INSTRUCTIONS FOR THE TASK
Lines from the records below that contain the word "positive" are to be copied out.

Collection entries
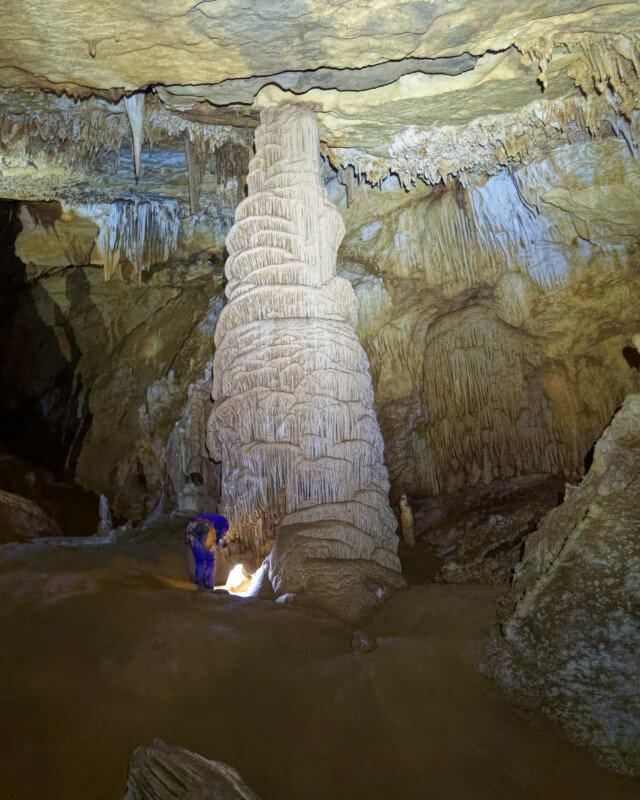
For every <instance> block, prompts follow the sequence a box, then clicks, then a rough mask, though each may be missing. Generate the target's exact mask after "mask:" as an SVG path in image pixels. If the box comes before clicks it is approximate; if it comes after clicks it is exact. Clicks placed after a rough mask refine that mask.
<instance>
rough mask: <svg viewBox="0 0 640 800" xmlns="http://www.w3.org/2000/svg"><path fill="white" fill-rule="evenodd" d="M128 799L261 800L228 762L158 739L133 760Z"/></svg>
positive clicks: (162, 799) (187, 799)
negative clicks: (209, 757) (191, 752)
mask: <svg viewBox="0 0 640 800" xmlns="http://www.w3.org/2000/svg"><path fill="white" fill-rule="evenodd" d="M127 788H128V791H127V794H126V796H125V798H124V800H198V798H199V799H200V800H205V799H206V800H259V799H258V797H257V795H255V794H254V793H253V792H252V791H251V790H250V789H249V787H248V786H247V785H246V784H245V783H244V781H243V780H242V778H241V777H240V775H238V773H237V772H236V771H235V770H234V769H233V768H232V767H230V766H228V765H227V764H221V763H220V762H219V761H208V760H207V759H205V758H202V756H199V755H197V754H196V753H190V752H189V751H188V750H185V749H184V748H183V747H172V746H170V745H167V744H165V743H164V742H162V741H160V740H159V739H156V740H155V741H154V743H153V745H151V746H150V747H139V748H138V749H137V750H136V751H135V753H134V754H133V757H132V759H131V766H130V767H129V778H128V780H127Z"/></svg>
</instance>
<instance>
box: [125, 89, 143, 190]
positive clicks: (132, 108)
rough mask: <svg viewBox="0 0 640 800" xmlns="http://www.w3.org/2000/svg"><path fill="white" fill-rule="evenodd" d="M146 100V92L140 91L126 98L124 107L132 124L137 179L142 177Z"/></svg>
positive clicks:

RESPONSE AREA
positive clicks: (162, 799) (187, 799)
positive clicks: (132, 108)
positive clicks:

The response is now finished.